• **Task goal**: Extend the article on the 1989 album Raging Slab, beginning right after its final sentence.

## begin Quoted passage

Studio album by Raging Slab
- Released: 1989
- Recorded: 1989
- Studios: Record Plant, New York City
- Genre: Hard rock
- Length: 37:39
- Label: RCA
- Producer: Daniel Rey

Raging Slab chronology
|  | Raging Slab (1989) | Dynamite Monster Boogie Concert (1993) |

= Raging Slab (album) =

Raging Slab is the major label debut of American hard rock band Raging Slab, released in 1989. The album contains the singles "Don't Dog Me" and "Bent For Silver". "Don't Dog Me" was a minor hit on radio and MTV.

The album peaked at No. 113 on the Billboard 200.

==Critical reception==

Trouser Press praised the "much better songwriting" and "muscular production." The Encyclopedia of Popular Music deemed the album "excellent." The Chicago Tribune wrote that "[Greg] Strzempka`s gutsy voice and the band`s ferocious bar-room intensity are enough to give any rock fan a thrill." The Morning Call likened the band to "Black Oak Arkansas raised to the 10th power."

## end Quoted passage
## begin Excerpted data

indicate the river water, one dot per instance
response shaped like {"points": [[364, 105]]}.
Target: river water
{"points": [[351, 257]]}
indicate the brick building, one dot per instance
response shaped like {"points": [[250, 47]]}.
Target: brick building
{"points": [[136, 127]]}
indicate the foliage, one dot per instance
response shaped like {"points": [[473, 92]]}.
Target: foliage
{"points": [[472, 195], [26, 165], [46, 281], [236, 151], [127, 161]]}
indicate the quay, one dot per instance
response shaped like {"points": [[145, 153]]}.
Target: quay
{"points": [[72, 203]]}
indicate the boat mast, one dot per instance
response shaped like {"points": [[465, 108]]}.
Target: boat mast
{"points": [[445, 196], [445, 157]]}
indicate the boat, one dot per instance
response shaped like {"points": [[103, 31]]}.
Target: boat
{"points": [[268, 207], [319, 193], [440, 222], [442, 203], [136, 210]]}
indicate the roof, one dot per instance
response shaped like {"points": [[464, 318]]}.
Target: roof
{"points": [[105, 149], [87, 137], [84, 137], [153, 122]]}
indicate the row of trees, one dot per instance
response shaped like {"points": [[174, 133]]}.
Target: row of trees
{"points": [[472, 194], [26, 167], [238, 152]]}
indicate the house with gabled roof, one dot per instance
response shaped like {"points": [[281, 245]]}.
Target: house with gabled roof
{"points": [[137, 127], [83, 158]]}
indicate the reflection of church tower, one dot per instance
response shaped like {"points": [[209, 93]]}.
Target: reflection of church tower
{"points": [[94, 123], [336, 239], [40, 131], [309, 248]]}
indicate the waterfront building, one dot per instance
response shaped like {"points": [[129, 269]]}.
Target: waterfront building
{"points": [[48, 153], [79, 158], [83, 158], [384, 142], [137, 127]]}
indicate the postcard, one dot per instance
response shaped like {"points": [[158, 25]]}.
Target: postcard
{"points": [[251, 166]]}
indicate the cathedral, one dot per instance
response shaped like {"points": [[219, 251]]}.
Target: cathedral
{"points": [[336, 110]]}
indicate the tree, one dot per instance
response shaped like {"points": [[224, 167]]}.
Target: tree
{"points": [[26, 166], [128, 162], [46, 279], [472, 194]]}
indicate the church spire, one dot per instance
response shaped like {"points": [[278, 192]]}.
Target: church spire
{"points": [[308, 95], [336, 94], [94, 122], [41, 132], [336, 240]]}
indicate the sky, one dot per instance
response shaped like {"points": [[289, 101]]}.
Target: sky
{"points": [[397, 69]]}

## end Excerpted data

• **The response**:
Professional ratings
Review scores
| Source | Rating |
| AllMusic | Star |
| The Encyclopedia of Popular Music | Star |

==Track listing==
All songs written by Greg Strzempka.

| No. | Title | Length |
|---|---|---|
| 1. | "Don't Dog Me" | 3:51 |
| 2. | "Joy Ride" | 3:43 |
| 3. | "Sorry's All I Got" | 2:59 |
| 4. | "Waiting for the Potion" | 2:46 |
| 5. | "Gett Off My Jollies" | 3:51 |
| 6. | "Shiny Mama" | 3:21 |
| 7. | "Geronimo" | 4:55 |
| 8. | "Bent for Silver" | 3:01 |
| 9. | "Love Comes Loose" | 3:06 |
| 10. | "Dig a Hole" | 3:07 |
| 11. | "San Loco" | 2:59 |

==Personnel==
- Greg Strzempka – vocals, guitar
- Elyse Steinman – bottleneck guitar
- Alec Morton – bass guitar
- Mark Middleton – lead guitar
- Bob Pantella – drums (credited but does not play on album)

Additional personnel
- Tony Scaglione – drums on all tracks except "Get Off My Jollies"
- Steve "Doc Killdrums" Wacholz – drums on "Get Off My Jollies"
- Ray Gillen – backing vocals on "Shiny Mama"
- Paul Presttopino – dobro solo on "Sorry's All I Got"
- Norm Chynoweth – piano on "Dig a Hole"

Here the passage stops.